Lines in the listing below that hold "table" are the ones to copy.

[[ RECORD EXCERPTS open ]]

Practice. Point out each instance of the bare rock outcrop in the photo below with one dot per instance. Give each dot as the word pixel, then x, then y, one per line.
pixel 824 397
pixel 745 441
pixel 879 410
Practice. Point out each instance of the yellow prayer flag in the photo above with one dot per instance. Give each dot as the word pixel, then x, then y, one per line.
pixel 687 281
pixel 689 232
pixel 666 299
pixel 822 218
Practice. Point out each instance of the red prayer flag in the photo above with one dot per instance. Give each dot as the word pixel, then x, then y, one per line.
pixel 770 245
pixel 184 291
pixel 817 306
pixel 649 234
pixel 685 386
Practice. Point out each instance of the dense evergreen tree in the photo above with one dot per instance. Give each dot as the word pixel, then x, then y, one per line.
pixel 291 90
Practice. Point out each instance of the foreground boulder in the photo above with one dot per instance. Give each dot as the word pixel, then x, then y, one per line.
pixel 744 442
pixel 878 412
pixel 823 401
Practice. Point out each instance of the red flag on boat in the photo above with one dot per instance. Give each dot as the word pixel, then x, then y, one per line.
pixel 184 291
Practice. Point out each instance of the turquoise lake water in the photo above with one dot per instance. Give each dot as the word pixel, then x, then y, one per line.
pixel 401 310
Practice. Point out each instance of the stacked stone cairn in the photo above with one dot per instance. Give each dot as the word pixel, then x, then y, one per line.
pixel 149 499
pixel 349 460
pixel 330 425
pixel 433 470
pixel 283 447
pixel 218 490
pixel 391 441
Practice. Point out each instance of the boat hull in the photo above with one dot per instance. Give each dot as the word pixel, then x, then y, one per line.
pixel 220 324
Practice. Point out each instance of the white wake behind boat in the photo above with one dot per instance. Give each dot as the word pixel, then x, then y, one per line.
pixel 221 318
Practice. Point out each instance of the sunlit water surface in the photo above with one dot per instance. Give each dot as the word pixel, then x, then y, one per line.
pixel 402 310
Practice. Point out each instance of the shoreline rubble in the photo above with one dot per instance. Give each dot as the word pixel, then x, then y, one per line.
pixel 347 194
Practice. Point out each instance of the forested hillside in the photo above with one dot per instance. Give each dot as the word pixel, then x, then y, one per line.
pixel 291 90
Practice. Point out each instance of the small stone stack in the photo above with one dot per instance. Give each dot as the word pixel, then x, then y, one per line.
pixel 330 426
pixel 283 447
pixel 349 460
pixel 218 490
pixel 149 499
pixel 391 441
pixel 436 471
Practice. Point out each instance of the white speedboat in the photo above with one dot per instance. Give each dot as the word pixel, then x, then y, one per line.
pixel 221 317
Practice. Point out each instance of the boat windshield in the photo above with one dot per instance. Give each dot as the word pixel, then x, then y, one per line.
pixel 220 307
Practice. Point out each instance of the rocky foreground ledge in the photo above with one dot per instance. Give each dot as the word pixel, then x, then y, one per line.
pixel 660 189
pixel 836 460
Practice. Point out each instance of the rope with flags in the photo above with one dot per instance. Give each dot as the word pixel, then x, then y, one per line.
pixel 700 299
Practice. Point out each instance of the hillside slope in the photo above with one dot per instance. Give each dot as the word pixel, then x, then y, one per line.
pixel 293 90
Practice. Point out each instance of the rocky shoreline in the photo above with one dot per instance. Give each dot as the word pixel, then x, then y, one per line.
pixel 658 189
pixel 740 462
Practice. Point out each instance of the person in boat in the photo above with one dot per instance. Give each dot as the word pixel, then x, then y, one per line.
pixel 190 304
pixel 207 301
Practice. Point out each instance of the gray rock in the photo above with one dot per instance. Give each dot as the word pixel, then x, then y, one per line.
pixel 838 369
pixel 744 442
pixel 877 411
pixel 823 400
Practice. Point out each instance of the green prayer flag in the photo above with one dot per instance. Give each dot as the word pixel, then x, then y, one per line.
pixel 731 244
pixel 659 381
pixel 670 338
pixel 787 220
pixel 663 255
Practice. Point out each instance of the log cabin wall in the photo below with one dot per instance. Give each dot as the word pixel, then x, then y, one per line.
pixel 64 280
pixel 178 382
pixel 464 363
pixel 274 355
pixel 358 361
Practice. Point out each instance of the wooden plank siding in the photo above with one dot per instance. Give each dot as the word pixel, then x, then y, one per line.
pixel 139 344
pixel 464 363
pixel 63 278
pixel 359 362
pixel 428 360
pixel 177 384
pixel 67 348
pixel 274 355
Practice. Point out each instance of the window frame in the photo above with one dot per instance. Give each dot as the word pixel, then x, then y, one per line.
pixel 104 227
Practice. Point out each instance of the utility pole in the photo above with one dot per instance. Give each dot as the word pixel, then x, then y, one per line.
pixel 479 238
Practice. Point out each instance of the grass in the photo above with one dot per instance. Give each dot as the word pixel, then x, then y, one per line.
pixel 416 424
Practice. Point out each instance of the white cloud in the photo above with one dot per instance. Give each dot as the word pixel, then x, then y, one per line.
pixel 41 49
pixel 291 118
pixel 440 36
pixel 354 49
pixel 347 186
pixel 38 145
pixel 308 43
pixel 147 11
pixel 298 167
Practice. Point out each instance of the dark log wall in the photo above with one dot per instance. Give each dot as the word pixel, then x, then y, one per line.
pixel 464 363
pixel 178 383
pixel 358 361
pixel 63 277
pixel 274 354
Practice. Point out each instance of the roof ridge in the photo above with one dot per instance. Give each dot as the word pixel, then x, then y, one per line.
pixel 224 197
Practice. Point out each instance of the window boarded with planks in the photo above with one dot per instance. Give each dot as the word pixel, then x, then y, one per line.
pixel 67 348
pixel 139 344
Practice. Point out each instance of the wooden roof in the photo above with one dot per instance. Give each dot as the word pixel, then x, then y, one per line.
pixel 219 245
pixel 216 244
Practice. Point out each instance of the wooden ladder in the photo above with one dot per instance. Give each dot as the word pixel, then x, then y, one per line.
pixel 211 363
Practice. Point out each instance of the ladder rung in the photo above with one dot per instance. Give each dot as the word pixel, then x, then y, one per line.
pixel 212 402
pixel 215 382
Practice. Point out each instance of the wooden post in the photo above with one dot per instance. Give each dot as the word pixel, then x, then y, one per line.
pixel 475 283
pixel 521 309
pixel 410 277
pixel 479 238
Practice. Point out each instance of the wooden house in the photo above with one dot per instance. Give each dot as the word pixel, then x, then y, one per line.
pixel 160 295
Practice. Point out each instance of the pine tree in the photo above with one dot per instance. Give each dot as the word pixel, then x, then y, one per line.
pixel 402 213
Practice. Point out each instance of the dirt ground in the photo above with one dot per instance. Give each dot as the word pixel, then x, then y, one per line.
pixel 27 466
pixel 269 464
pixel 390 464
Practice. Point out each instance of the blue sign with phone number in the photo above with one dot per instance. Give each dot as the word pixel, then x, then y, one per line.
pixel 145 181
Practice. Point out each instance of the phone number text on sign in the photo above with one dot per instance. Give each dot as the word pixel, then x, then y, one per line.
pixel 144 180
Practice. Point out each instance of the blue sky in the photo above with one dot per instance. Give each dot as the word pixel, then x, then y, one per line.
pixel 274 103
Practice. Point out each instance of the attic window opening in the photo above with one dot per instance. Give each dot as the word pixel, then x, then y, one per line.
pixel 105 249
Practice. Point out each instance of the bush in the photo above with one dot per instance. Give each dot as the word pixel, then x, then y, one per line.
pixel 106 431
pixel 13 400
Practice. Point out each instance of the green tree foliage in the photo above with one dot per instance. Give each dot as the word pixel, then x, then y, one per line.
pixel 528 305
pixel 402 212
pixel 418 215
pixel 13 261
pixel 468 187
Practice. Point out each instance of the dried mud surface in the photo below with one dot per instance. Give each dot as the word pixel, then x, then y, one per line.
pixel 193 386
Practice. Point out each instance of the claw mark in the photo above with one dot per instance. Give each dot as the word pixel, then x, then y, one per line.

[[ RECORD EXCERPTS closed ]]
[[ RECORD EXCERPTS open ]]

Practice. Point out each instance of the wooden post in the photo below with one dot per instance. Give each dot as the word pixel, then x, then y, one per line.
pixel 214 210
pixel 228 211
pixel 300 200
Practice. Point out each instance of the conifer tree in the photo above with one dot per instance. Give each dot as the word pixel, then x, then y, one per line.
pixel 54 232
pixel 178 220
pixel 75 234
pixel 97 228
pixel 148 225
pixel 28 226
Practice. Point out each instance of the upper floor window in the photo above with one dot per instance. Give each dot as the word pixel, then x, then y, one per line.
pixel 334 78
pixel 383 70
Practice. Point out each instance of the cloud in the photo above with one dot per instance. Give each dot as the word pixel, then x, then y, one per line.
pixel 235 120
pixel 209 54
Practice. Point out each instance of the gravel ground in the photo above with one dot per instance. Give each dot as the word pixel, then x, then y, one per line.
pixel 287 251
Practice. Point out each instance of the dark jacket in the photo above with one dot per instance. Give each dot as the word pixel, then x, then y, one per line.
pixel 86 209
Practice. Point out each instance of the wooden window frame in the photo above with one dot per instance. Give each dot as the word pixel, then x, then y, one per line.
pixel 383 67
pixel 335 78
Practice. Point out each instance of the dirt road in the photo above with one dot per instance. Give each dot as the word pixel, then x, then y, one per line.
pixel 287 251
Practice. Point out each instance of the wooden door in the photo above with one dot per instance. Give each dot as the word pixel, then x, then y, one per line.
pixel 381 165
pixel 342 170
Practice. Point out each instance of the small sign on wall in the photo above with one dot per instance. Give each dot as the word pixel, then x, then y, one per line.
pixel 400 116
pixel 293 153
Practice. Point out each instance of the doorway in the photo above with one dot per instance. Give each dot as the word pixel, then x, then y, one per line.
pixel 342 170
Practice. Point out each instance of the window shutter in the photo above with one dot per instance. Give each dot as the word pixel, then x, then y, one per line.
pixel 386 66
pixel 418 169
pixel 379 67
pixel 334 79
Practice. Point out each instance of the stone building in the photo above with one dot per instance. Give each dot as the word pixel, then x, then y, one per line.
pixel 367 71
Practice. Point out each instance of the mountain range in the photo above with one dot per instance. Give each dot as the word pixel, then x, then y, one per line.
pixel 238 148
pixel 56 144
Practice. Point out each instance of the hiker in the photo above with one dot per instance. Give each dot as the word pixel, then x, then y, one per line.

[[ RECORD EXCERPTS closed ]]
[[ RECORD EXCERPTS open ]]

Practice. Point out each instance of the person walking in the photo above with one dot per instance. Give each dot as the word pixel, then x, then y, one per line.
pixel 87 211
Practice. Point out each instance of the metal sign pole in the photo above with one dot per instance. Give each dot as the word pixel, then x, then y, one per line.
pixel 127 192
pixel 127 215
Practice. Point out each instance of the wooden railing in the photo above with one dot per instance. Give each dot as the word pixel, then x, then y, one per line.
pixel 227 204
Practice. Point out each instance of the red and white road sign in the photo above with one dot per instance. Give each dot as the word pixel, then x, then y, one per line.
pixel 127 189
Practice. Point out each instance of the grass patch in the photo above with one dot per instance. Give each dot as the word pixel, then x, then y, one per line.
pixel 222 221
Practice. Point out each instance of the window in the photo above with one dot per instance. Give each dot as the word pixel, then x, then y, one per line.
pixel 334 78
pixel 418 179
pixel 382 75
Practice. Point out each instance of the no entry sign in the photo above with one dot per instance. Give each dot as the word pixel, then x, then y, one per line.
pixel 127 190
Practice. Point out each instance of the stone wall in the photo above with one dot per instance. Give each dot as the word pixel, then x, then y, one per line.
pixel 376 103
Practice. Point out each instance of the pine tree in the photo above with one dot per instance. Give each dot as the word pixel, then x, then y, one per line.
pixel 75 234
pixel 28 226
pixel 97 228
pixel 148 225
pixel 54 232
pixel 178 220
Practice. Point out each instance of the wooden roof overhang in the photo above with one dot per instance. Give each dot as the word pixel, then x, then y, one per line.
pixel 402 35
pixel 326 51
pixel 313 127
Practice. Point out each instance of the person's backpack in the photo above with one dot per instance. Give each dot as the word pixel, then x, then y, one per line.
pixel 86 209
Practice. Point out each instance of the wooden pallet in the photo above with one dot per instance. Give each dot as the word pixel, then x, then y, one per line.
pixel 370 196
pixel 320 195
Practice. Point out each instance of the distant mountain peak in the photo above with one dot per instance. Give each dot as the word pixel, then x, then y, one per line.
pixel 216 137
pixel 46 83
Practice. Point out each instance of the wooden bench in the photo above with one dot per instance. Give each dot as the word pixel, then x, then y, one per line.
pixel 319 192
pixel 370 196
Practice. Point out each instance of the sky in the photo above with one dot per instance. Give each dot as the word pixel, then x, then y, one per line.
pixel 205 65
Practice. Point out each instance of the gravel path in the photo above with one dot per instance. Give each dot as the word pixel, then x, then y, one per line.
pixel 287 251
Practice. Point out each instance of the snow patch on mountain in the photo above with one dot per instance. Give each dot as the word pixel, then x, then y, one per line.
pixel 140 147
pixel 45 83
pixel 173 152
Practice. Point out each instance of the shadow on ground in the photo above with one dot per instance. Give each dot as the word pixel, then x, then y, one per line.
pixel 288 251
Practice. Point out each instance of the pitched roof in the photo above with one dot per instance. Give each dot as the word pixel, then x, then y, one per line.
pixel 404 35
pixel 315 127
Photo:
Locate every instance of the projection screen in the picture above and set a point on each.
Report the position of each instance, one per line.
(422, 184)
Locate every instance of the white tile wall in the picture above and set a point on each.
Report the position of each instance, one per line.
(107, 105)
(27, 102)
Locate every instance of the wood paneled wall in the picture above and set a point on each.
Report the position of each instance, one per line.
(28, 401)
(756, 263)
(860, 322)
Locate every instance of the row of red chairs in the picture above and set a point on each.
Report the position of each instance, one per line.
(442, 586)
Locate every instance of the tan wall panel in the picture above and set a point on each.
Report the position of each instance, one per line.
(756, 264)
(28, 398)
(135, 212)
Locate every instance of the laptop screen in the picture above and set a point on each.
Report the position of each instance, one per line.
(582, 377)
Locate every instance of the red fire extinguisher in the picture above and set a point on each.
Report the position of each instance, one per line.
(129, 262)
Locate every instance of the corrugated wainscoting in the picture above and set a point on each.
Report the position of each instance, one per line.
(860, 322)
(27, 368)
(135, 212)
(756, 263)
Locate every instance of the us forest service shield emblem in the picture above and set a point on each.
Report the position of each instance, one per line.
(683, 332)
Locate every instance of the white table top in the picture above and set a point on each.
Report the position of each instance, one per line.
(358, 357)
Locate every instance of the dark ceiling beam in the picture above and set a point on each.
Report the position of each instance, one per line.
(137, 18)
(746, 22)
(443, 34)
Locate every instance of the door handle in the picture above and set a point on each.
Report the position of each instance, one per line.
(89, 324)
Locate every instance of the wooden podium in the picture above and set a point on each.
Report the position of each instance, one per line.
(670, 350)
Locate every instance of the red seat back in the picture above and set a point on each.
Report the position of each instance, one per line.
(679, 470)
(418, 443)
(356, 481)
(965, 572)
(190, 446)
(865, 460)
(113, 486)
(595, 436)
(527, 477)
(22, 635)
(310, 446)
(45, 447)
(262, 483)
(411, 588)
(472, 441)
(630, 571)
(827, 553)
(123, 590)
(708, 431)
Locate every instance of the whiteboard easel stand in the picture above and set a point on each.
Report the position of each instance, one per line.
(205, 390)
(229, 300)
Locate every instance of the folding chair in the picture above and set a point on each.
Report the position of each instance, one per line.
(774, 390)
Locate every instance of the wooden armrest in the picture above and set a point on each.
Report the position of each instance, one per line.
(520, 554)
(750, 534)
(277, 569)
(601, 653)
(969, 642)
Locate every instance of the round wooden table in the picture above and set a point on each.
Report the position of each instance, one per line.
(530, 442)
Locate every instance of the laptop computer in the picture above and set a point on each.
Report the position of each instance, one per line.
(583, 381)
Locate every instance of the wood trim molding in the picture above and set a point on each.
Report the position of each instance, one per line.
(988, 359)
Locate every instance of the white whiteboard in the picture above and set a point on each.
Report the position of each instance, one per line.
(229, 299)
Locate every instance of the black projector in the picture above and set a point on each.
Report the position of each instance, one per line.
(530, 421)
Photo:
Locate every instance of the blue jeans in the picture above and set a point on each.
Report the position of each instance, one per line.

[[ RECORD EXCERPTS closed ]]

WORKED SOLUTION -
Locate every instance of the white table top in the picture above and set a point on each.
Locate every instance of the round wooden table in the picture above and set a point on each.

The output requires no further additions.